● RECORDS FOR THE EXERCISE
+-------+
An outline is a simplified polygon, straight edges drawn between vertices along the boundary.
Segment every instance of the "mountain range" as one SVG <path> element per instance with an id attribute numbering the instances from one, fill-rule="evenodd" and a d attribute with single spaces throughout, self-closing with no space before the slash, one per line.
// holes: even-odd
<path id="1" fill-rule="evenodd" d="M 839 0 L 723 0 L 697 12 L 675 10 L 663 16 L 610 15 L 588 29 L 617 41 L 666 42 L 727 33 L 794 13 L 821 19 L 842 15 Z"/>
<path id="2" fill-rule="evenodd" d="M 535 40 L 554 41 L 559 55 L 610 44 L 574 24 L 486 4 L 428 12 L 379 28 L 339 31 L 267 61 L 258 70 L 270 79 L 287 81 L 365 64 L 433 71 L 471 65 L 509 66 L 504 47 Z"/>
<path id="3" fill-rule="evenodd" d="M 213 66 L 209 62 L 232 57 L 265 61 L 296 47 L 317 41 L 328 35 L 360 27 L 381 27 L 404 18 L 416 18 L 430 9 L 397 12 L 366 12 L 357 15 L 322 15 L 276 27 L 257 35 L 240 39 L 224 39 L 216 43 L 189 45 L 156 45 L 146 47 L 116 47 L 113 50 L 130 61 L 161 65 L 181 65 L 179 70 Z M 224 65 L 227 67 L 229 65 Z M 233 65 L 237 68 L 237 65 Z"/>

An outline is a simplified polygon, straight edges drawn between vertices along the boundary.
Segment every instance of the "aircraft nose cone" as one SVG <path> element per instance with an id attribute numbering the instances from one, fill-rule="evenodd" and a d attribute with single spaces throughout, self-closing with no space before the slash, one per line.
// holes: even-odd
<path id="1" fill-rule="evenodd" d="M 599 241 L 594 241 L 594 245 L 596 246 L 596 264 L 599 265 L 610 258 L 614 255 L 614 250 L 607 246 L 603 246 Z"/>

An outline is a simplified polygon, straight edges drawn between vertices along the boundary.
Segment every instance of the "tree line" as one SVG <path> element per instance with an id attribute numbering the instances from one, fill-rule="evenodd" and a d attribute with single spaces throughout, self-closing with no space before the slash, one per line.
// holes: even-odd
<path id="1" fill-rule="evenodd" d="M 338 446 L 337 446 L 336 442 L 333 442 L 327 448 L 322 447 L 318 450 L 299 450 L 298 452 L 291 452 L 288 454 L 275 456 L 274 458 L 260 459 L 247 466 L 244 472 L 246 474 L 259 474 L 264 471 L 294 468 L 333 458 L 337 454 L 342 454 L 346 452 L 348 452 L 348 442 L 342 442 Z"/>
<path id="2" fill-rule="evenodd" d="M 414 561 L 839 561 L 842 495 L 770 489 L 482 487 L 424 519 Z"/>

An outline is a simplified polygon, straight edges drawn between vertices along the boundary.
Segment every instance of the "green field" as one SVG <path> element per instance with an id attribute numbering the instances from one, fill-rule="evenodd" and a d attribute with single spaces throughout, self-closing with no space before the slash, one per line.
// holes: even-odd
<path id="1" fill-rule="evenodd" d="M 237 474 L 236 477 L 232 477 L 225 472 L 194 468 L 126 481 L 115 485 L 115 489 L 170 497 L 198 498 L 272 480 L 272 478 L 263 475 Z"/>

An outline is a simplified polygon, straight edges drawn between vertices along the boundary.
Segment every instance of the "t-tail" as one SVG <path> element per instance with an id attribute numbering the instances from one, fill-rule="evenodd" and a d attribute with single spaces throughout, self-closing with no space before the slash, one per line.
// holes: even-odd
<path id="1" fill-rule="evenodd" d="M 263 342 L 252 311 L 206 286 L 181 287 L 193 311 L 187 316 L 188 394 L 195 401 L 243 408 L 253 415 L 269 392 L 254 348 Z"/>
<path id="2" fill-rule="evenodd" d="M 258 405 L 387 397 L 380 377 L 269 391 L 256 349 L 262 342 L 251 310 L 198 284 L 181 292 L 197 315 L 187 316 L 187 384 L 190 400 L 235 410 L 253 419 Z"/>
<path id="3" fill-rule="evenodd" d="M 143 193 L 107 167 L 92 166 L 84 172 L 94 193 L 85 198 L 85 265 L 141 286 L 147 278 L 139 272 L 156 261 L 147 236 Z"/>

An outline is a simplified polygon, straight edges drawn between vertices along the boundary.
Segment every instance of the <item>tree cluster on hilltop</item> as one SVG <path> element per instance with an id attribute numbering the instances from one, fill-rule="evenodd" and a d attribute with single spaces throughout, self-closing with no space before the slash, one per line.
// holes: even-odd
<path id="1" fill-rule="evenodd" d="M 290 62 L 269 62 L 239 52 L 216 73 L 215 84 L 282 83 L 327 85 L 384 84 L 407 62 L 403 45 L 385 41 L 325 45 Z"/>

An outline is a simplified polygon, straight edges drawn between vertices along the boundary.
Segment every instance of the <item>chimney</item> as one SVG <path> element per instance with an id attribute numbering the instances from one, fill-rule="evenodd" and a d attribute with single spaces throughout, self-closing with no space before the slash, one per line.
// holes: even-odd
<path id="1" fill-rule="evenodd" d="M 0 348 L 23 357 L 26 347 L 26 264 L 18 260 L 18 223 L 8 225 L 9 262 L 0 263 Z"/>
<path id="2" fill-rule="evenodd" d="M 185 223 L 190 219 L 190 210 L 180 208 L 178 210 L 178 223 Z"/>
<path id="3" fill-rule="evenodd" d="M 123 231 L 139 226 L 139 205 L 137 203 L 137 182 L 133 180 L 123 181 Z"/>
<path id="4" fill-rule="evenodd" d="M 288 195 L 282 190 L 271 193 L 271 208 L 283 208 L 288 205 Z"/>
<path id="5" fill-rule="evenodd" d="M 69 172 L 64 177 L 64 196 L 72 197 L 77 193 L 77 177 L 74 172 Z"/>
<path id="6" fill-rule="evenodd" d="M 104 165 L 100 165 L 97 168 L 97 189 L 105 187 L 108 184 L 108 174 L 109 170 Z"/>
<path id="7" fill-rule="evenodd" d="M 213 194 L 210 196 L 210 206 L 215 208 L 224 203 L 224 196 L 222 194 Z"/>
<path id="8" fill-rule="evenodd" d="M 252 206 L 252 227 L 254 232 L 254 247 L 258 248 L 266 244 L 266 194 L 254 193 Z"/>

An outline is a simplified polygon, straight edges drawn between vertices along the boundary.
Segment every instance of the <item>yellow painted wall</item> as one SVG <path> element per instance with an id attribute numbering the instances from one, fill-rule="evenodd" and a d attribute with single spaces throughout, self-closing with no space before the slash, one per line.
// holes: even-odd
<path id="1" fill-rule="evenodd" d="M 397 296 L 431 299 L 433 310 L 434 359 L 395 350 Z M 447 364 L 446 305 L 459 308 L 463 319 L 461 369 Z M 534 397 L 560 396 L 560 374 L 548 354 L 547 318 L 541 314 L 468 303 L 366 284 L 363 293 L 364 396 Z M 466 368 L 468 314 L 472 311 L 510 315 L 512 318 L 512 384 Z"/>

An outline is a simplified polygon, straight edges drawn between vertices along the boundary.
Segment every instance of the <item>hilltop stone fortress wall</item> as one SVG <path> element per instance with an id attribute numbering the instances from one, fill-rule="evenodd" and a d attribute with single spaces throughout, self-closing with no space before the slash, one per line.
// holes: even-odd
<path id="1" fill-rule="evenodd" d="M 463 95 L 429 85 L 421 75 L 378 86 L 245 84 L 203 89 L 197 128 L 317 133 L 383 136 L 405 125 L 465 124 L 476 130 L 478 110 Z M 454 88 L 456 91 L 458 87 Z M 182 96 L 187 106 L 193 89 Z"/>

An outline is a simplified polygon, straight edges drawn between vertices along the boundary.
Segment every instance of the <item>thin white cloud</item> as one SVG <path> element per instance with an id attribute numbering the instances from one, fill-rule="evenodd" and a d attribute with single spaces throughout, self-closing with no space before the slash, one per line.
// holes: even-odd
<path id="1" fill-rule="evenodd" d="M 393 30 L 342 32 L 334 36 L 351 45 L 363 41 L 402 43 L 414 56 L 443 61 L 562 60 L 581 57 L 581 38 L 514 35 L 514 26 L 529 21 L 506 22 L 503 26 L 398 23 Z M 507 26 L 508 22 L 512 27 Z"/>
+-------+
● EXERCISE BRIEF
How many lines in the rows above contain the string "hilltop"? Case matters. Reply with the number only.

● OUTPUT FOR THIS EXERCISE
2